● Exercise goal
Rewrite the stretch of the records from the line containing "negative clicks: (772, 558)" through the line containing "positive clicks: (779, 511)", both included, as a Markdown table with the columns Row and Line. Give each line its own numbered row and leave out blank lines.

● The input

►

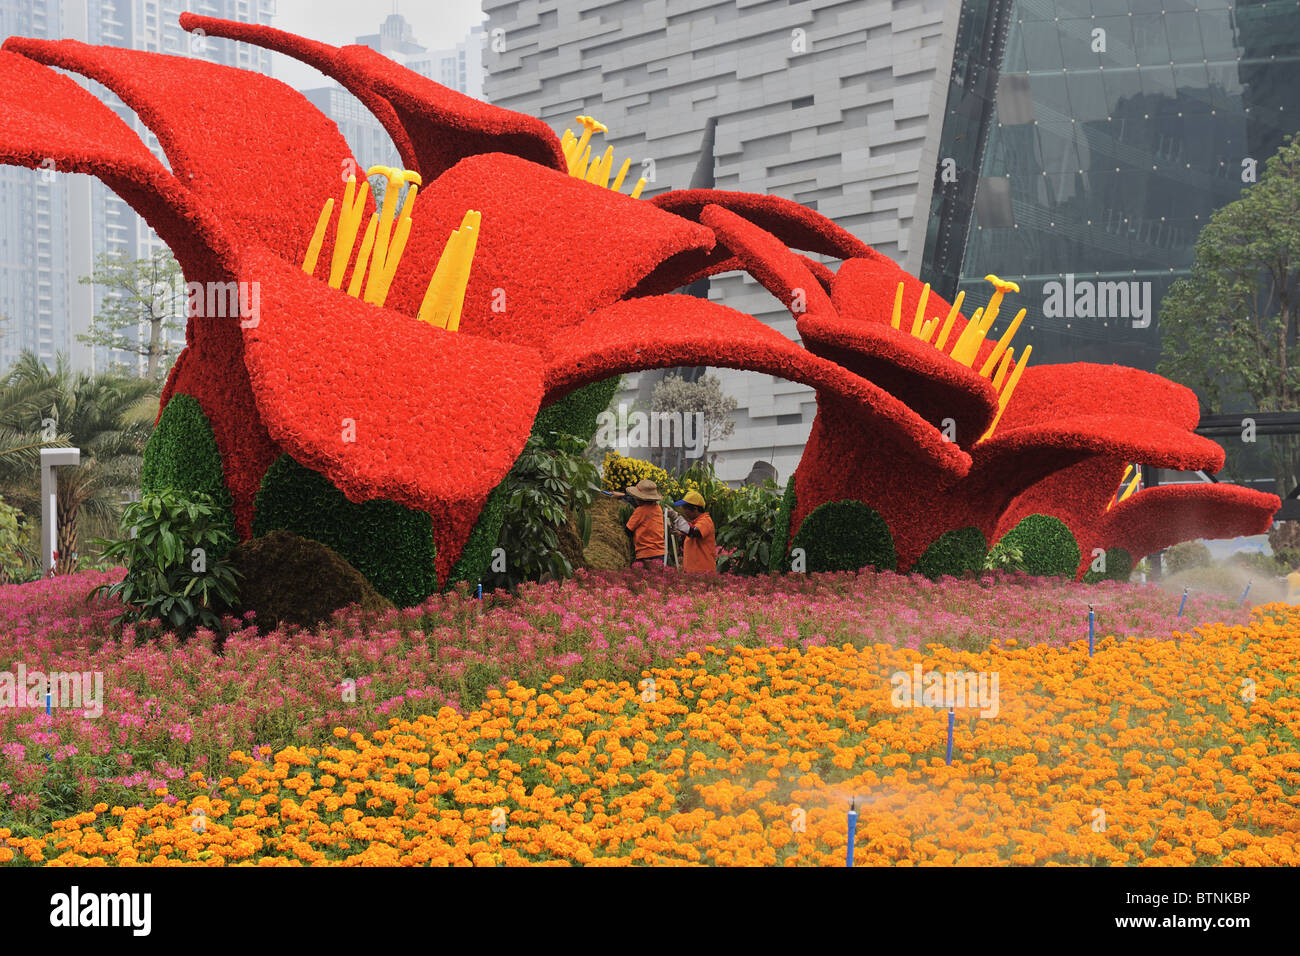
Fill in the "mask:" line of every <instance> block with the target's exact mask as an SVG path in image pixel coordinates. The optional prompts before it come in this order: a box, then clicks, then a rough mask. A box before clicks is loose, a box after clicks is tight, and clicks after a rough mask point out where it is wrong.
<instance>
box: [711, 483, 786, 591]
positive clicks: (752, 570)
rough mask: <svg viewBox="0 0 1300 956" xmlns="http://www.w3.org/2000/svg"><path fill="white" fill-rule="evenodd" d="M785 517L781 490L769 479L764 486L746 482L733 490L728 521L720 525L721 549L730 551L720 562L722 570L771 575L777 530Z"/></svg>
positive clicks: (775, 483)
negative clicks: (772, 558)
mask: <svg viewBox="0 0 1300 956" xmlns="http://www.w3.org/2000/svg"><path fill="white" fill-rule="evenodd" d="M780 516H781V489H780V488H779V486H777V484H776V483H775V481H772V480H771V479H767V481H764V483H763V484H761V485H744V486H742V488H740V489H738V490H736V492H733V497H732V499H731V502H729V503H728V511H727V520H725V523H722V524H719V522H718V516H716V515H714V523H715V525H716V527H718V549H719V551H728V554H724V555H723V557H722V558H719V562H718V570H719V571H733V572H736V574H744V575H757V574H767V571H768V568H770V567H771V564H772V553H774V551H775V550H776V548H777V546H779V545H776V544H775V542H776V531H777V525H779V523H780Z"/></svg>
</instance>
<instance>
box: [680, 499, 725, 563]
mask: <svg viewBox="0 0 1300 956" xmlns="http://www.w3.org/2000/svg"><path fill="white" fill-rule="evenodd" d="M690 527H692V528H694V529H695V531H698V532H699V537H695V536H694V535H689V536H688V537H686V538H685V542H684V544H682V548H681V554H682V563H681V570H682V571H707V572H710V574H718V536H716V535H715V532H714V519H712V518H710V516H708V512H707V511H706V512H705V514H702V515H699V518H697V519H695V520H694V522H693V523H692V524H690Z"/></svg>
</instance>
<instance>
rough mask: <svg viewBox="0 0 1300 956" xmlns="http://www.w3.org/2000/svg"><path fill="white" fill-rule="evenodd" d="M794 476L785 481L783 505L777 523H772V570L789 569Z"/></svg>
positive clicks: (779, 511)
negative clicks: (790, 524)
mask: <svg viewBox="0 0 1300 956" xmlns="http://www.w3.org/2000/svg"><path fill="white" fill-rule="evenodd" d="M794 507H796V499H794V476H793V475H790V480H789V481H787V483H785V494H783V496H781V507H780V511H777V514H776V523H775V524H774V525H772V555H771V562H770V563H768V567H770V568H771V570H772V571H789V570H790V562H789V559H788V558H787V554H788V553H787V545H789V542H790V515H793V514H794Z"/></svg>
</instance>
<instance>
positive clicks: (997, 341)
mask: <svg viewBox="0 0 1300 956" xmlns="http://www.w3.org/2000/svg"><path fill="white" fill-rule="evenodd" d="M1024 316H1026V310H1023V308H1022V310H1021V311H1019V312H1017V313H1015V319H1013V320H1011V324H1010V325H1008V326H1006V332H1004V333H1002V337H1001V338H1000V339H997V345H996V346H995V347H993V351H991V352H989V354H988V359H985V362H984V365H983V368H980V371H979V373H980V375H982V376H984V375H988V373H989V372H992V371H993V369H995V368H997V362H998V359H1001V358H1002V352H1004V351H1006V346H1008V345H1010V343H1011V337H1013V336H1015V330H1017V329H1018V328H1021V323H1022V321H1024Z"/></svg>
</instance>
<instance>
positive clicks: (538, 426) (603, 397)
mask: <svg viewBox="0 0 1300 956" xmlns="http://www.w3.org/2000/svg"><path fill="white" fill-rule="evenodd" d="M620 380H621V376H617V375H616V376H614V377H612V378H604V380H603V381H597V382H591V384H590V385H584V386H582V388H580V389H575V390H573V392H571V393H568V394H567V395H564V398H562V399H559V401H558V402H551V403H550V405H547V406H545V407H542V408H539V410H538V411H537V418H536V419H533V434H534V436H537V437H538V438H539V440H541V441H542V445H543V446H546V447H554V446H555V437H552V436H558V434H571V436H575V437H577V438H581V440H582V441H591V436H593V434H595V424H597V416H598V415H599V414H601V412H602V411H604V410H606V408H608V407H610V402H611V401H612V399H614V395H615V393H617V390H619V381H620Z"/></svg>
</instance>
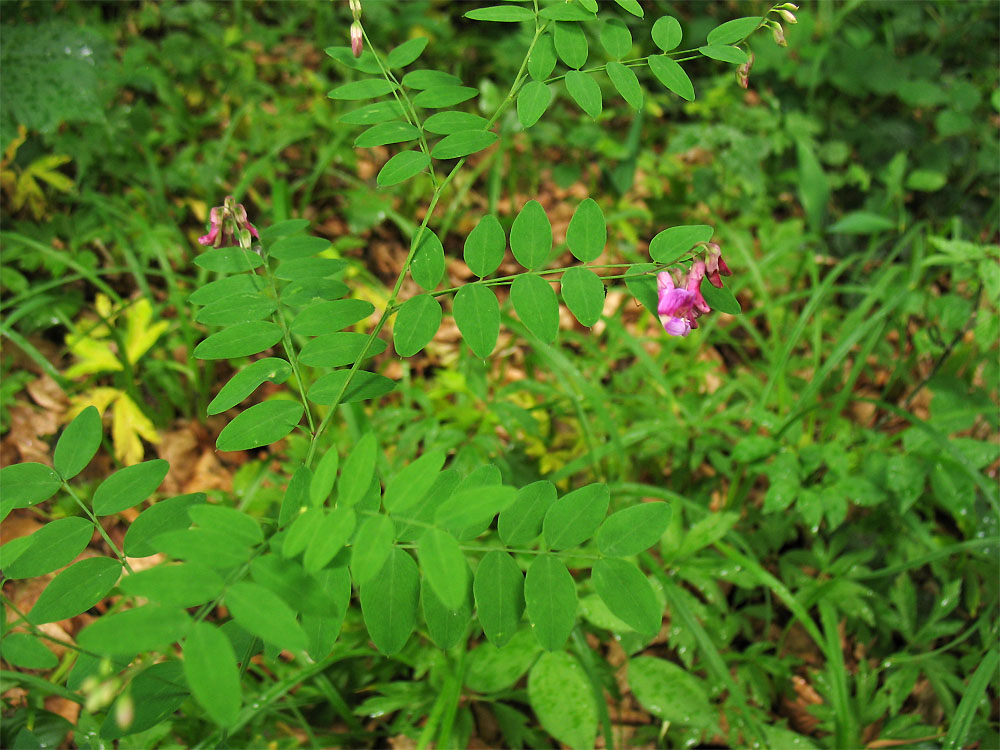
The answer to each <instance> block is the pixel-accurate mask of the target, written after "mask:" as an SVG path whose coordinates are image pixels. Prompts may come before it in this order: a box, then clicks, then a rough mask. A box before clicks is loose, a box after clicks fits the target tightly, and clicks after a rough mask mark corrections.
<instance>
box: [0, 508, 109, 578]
mask: <svg viewBox="0 0 1000 750" xmlns="http://www.w3.org/2000/svg"><path fill="white" fill-rule="evenodd" d="M93 535H94V525H93V524H92V523H91V522H90V521H88V520H87V519H86V518H81V517H80V516H70V517H69V518H60V519H58V520H56V521H49V523H47V524H45V525H44V526H42V528H40V529H39V530H38V531H36V532H35V533H34V534H32V535H31V536H28V537H22V539H23V540H24V544H25V549H24V551H23V552H21V553H20V554H19V555H18V556H17V557H16V558H14V559H12V558H11V556H10V555H9V551H10V550H9V548H8V545H9V544H10V543H8V544H5V545H4V546H3V548H2V549H3V575H4V577H5V578H15V579H16V578H34V577H36V576H43V575H45V574H46V573H51V572H52V571H53V570H58V569H59V568H61V567H63V566H64V565H69V564H70V563H71V562H73V560H75V559H76V556H77V555H79V554H80V553H81V552H83V551H84V550H85V549H86V548H87V545H88V544H90V538H91V537H92V536H93ZM15 541H17V540H15Z"/></svg>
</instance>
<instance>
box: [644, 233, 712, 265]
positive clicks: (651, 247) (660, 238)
mask: <svg viewBox="0 0 1000 750" xmlns="http://www.w3.org/2000/svg"><path fill="white" fill-rule="evenodd" d="M714 232H715V229H713V228H712V227H710V226H708V225H707V224H690V225H685V226H680V227H670V228H669V229H664V230H663V231H662V232H660V233H658V234H657V235H656V236H655V237H653V239H652V240H650V241H649V257H650V258H652V259H653V260H655V261H656V262H657V263H666V264H670V263H675V262H676V261H678V260H680V259H681V258H682V257H684V255H686V254H687V253H688V251H690V250H691V249H692V248H694V246H695V245H697V244H698V243H699V242H708V241H709V240H710V239H712V234H713V233H714Z"/></svg>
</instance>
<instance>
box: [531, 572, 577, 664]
mask: <svg viewBox="0 0 1000 750" xmlns="http://www.w3.org/2000/svg"><path fill="white" fill-rule="evenodd" d="M524 601H525V609H526V610H527V612H528V619H530V620H531V624H532V627H533V628H534V631H535V637H536V638H537V639H538V642H539V643H540V644H541V645H542V648H544V649H546V650H548V651H559V650H561V649H562V648H563V646H564V645H565V644H566V639H567V638H569V634H570V631H572V630H573V625H574V624H575V623H576V606H577V598H576V582H575V581H574V580H573V576H571V575H570V574H569V571H568V570H566V566H565V565H564V564H563V562H562V560H560V559H559V558H558V557H553V556H552V555H548V554H541V555H538V556H537V557H536V558H535V559H534V560H533V561H532V563H531V565H529V566H528V573H527V575H526V576H525V579H524Z"/></svg>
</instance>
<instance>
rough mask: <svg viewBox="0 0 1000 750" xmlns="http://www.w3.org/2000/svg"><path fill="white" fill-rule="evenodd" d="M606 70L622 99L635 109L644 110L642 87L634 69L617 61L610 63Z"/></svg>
mask: <svg viewBox="0 0 1000 750" xmlns="http://www.w3.org/2000/svg"><path fill="white" fill-rule="evenodd" d="M606 69H607V72H608V78H610V79H611V83H613V84H614V86H615V89H617V90H618V93H619V94H621V95H622V99H624V100H625V101H626V102H627V103H628V105H629V106H630V107H632V108H633V109H642V87H641V86H640V85H639V79H638V78H636V77H635V73H633V72H632V69H631V68H629V67H626V66H625V65H622V64H621V63H620V62H616V61H612V62H609V63H608V64H607V68H606Z"/></svg>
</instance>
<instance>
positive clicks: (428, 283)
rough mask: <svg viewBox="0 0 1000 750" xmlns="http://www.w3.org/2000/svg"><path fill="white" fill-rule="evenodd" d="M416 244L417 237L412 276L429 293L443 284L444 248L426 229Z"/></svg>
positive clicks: (419, 284)
mask: <svg viewBox="0 0 1000 750" xmlns="http://www.w3.org/2000/svg"><path fill="white" fill-rule="evenodd" d="M449 137H450V136H449ZM416 243H417V239H416V236H415V237H414V239H413V240H412V242H411V245H410V246H411V247H413V246H415V245H416V247H417V249H416V250H415V251H414V253H413V260H412V261H411V263H410V276H412V277H413V280H414V281H416V282H417V283H418V284H419V285H420V286H421V287H422V288H423V289H426V290H427V291H428V292H429V291H431V290H433V289H434V288H435V287H436V286H437V285H438V284H440V283H441V278H442V277H443V276H444V247H443V246H442V245H441V240H440V239H438V236H437V235H436V234H434V232H432V231H431V230H430V229H427V228H426V227H424V229H423V231H422V232H420V239H419V245H417V244H416Z"/></svg>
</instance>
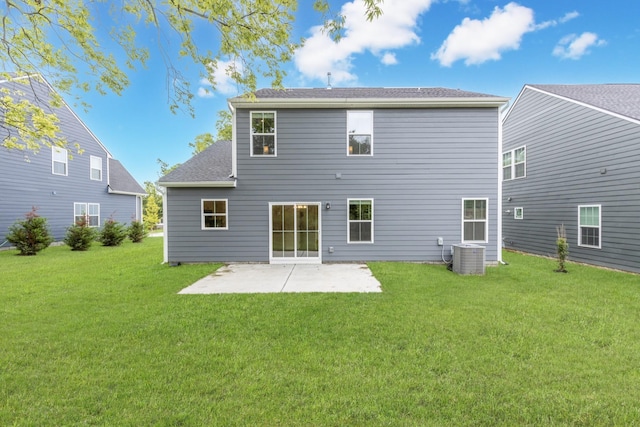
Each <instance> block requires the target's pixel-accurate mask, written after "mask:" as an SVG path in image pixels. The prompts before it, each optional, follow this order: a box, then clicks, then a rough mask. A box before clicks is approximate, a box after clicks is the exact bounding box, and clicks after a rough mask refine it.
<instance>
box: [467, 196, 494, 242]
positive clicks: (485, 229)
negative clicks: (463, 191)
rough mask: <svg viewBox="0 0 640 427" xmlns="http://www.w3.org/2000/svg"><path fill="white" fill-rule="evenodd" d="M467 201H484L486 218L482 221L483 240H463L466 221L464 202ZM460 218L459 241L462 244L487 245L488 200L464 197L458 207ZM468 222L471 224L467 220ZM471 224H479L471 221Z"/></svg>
mask: <svg viewBox="0 0 640 427" xmlns="http://www.w3.org/2000/svg"><path fill="white" fill-rule="evenodd" d="M467 200H484V201H485V205H486V207H487V212H486V216H487V217H486V218H485V219H484V237H485V239H484V240H465V239H464V223H465V222H467V220H465V219H464V202H465V201H467ZM460 208H461V209H460V217H461V220H462V222H461V223H460V231H461V233H460V235H461V239H460V241H461V242H462V243H489V198H487V197H465V198H463V199H462V203H461V206H460ZM468 221H469V222H471V221H472V220H468ZM473 222H479V221H477V220H473Z"/></svg>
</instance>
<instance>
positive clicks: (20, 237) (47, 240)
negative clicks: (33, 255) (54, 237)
mask: <svg viewBox="0 0 640 427" xmlns="http://www.w3.org/2000/svg"><path fill="white" fill-rule="evenodd" d="M36 210H37V208H35V207H33V208H32V209H31V212H27V213H26V214H25V215H24V216H25V219H24V220H22V221H16V222H15V223H14V224H13V225H12V226H11V227H9V234H7V236H6V238H7V240H8V241H9V242H10V243H12V244H14V245H15V246H16V248H18V250H19V251H20V255H35V254H37V253H38V252H40V251H41V250H43V249H45V248H47V247H48V246H49V245H50V244H51V243H53V237H52V236H51V233H50V232H49V228H48V226H47V219H46V218H43V217H41V216H39V215H38V214H37V213H36Z"/></svg>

◄

● Task answer
| Row | Line |
|---|---|
| 1 | negative clicks: (772, 558) |
| 2 | mask: <svg viewBox="0 0 1300 956" xmlns="http://www.w3.org/2000/svg"><path fill="white" fill-rule="evenodd" d="M780 516H781V489H780V488H779V486H777V484H776V483H775V481H772V480H771V479H767V481H764V483H763V484H761V485H744V486H742V488H740V489H738V490H736V492H733V497H732V499H731V502H729V503H728V511H727V520H725V523H722V524H719V522H718V516H716V515H714V523H715V525H716V527H718V549H719V551H728V554H724V555H723V557H722V558H719V562H718V570H719V571H733V572H736V574H744V575H757V574H767V571H768V568H770V567H771V564H772V553H774V551H775V550H776V548H777V546H779V545H776V544H775V542H776V531H777V525H779V523H780Z"/></svg> |
| 3 | </instance> |
| 4 | <instance> |
| 5 | box: [680, 499, 725, 563] |
| 6 | mask: <svg viewBox="0 0 1300 956" xmlns="http://www.w3.org/2000/svg"><path fill="white" fill-rule="evenodd" d="M690 527H692V528H694V529H695V531H698V532H699V537H695V536H694V535H689V536H688V537H686V538H685V542H684V544H682V548H681V554H682V563H681V570H682V571H707V572H710V574H718V536H716V535H715V532H714V519H712V518H710V516H708V512H707V511H706V512H705V514H702V515H699V518H697V519H695V520H694V522H693V523H692V524H690Z"/></svg> |
| 7 | </instance> |
| 8 | <instance> |
| 9 | rough mask: <svg viewBox="0 0 1300 956" xmlns="http://www.w3.org/2000/svg"><path fill="white" fill-rule="evenodd" d="M794 476L785 481L783 505L777 523H772V570L789 569Z"/></svg> |
| 10 | positive clicks: (779, 511) |